The organization is concerned about the “blatant disrespect and suppression of workers unions and their leaders by the Liberian government, which has led to the wrongful dismissal of scores of union leaders and their members,” said Jefferson Knight, leader of the group. Knight is also director of the church’s human rights department, which oversees the coalition.

Jefferson Knight leads the Civil Society and Trade Union Institutions of Liberia. He also is director of the church’s human rights department, which oversees the coalition. Photo by Julu Swen, UMNS.

Jefferson Knight leads the Civil Society and Trade Union Institutions of Liberia. He also is director of the church’s human rights department, which oversees the coalition. Photo by Julu Swen, UMNS.

At a news conference earlier this month, Knight said the organization will ensure that workers across the country are mobilized and educated about their welfare during the upcoming elections. “Only candidates whose platforms are labor-friendly will be endorsed by the CTIL members,” he said.

General elections in Liberia to elect a new president and House of Representatives will be Oct. 10. President Ellen Johnson Sirleaf, a United Methodist and Africa’s first female president, is stepping down after leading the country since 2006.

“In this year’s presidential election, five United Methodists are contesting for the office of president of the Republic of Liberia. That is why we want to make sure the concerns of the labor force of this country (are) considered,” Knight said.

The organization also called on Johnson Sirleaf to reinstate workers, union leaders and members who were “wrongfully dismissed” and to ensure job security for public sector workers, adding, “This will form part of your legacy and you will go down in history for doing the right thing for the betterment of our country.”

Goal A |
Copy the entries word for word, starting at the line that contains "toilet tank in" and ending at the last line of the entries.
The entries that come next are unrelated to the article on Liberian labor unions.

Data excerpts |

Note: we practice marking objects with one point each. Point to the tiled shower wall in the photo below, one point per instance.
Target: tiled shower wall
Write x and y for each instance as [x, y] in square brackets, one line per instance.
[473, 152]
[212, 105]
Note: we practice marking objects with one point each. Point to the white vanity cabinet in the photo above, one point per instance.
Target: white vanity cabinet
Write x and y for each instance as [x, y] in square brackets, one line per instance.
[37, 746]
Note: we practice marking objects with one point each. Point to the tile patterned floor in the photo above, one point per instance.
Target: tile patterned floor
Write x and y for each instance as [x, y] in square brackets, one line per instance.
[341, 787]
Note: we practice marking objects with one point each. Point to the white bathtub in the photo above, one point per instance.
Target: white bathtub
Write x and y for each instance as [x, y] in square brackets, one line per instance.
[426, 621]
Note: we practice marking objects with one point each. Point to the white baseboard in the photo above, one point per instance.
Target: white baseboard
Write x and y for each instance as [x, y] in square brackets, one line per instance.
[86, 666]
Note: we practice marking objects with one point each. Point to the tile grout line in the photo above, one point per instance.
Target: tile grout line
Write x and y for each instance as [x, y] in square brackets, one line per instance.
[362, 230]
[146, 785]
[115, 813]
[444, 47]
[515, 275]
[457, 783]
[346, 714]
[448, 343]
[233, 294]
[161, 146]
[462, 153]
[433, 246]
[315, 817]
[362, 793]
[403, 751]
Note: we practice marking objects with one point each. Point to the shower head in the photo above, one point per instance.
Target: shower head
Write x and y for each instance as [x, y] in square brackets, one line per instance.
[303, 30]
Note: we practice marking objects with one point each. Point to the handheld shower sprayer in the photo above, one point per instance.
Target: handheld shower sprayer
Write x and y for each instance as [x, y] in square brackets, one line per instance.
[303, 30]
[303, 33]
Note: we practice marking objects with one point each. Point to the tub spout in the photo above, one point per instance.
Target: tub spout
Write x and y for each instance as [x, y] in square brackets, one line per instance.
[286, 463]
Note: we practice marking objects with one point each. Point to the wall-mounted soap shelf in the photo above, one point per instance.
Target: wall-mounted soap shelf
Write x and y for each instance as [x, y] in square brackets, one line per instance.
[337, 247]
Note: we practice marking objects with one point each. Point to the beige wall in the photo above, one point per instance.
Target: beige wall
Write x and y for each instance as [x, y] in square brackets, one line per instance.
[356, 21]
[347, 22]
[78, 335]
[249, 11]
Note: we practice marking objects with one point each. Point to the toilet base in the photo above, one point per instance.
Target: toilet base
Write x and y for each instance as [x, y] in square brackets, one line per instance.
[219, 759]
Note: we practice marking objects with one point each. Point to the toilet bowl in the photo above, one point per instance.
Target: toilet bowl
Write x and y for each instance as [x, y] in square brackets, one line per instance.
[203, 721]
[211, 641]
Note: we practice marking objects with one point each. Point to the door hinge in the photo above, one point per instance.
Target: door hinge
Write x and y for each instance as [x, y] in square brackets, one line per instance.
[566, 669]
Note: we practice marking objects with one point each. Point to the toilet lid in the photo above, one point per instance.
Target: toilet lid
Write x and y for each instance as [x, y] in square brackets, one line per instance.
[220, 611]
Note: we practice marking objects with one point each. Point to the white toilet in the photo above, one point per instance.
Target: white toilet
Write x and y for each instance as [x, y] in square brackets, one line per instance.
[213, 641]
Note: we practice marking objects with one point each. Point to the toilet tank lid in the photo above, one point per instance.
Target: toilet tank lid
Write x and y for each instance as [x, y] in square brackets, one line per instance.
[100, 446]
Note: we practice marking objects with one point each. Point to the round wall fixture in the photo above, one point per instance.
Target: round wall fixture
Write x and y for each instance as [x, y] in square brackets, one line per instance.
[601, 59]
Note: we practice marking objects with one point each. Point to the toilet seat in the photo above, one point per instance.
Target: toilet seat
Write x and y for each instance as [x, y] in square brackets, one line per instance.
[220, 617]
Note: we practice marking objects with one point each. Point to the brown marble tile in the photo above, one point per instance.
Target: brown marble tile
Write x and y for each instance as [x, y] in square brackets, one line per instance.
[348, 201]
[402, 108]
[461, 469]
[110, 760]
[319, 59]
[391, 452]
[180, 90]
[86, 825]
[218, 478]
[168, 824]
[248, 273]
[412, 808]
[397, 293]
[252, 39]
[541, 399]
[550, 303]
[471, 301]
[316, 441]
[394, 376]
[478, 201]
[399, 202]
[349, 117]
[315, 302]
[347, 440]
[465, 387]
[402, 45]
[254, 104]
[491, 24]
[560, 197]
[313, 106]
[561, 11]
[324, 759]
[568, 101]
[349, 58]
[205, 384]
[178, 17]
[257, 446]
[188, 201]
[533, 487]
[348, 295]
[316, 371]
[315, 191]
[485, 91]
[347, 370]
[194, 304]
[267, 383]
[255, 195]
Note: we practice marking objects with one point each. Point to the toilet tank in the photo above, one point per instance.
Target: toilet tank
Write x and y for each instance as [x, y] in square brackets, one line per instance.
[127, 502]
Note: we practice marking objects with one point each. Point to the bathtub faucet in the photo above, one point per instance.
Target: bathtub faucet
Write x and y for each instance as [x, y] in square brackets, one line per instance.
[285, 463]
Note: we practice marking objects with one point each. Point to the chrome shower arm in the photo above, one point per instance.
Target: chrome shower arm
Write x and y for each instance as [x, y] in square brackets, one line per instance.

Goal B |
Write out the article on Liberian labor unions in full, word for word.

Task result A |
Note: we practice marking objects with one point each. Point to the toilet tank in the photo above, one point per instance.
Target: toilet tank
Write x and y for each instance as [x, y] in square brackets, one line per instance.
[127, 502]
Note: we practice marking objects with one point each. Point to the bathtub faucet in the photo above, one point per instance.
Target: bathtub faucet
Write x and y for each instance as [x, y] in square brackets, one line per instance.
[285, 463]
Note: we practice marking objects with one point each. Point to the chrome shower arm in the photo above, one point per instance.
Target: chrome shower arm
Write x and y for each instance as [x, y] in square brackets, one line per instance.

Task result B |
The organization is concerned about the “blatant disrespect and suppression of workers unions and their leaders by the Liberian government, which has led to the wrongful dismissal of scores of union leaders and their members,” said Jefferson Knight, leader of the group. Knight is also director of the church’s human rights department, which oversees the coalition.

Jefferson Knight leads the Civil Society and Trade Union Institutions of Liberia. He also is director of the church’s human rights department, which oversees the coalition. Photo by Julu Swen, UMNS.

Jefferson Knight leads the Civil Society and Trade Union Institutions of Liberia. He also is director of the church’s human rights department, which oversees the coalition. Photo by Julu Swen, UMNS.

At a news conference earlier this month, Knight said the organization will ensure that workers across the country are mobilized and educated about their welfare during the upcoming elections. “Only candidates whose platforms are labor-friendly will be endorsed by the CTIL members,” he said.

General elections in Liberia to elect a new president and House of Representatives will be Oct. 10. President Ellen Johnson Sirleaf, a United Methodist and Africa’s first female president, is stepping down after leading the country since 2006.

“In this year’s presidential election, five United Methodists are contesting for the office of president of the Republic of Liberia. That is why we want to make sure the concerns of the labor force of this country (are) considered,” Knight said.

The organization also called on Johnson Sirleaf to reinstate workers, union leaders and members who were “wrongfully dismissed” and to ensure job security for public sector workers, adding, “This will form part of your legacy and you will go down in history for doing the right thing for the betterment of our country.”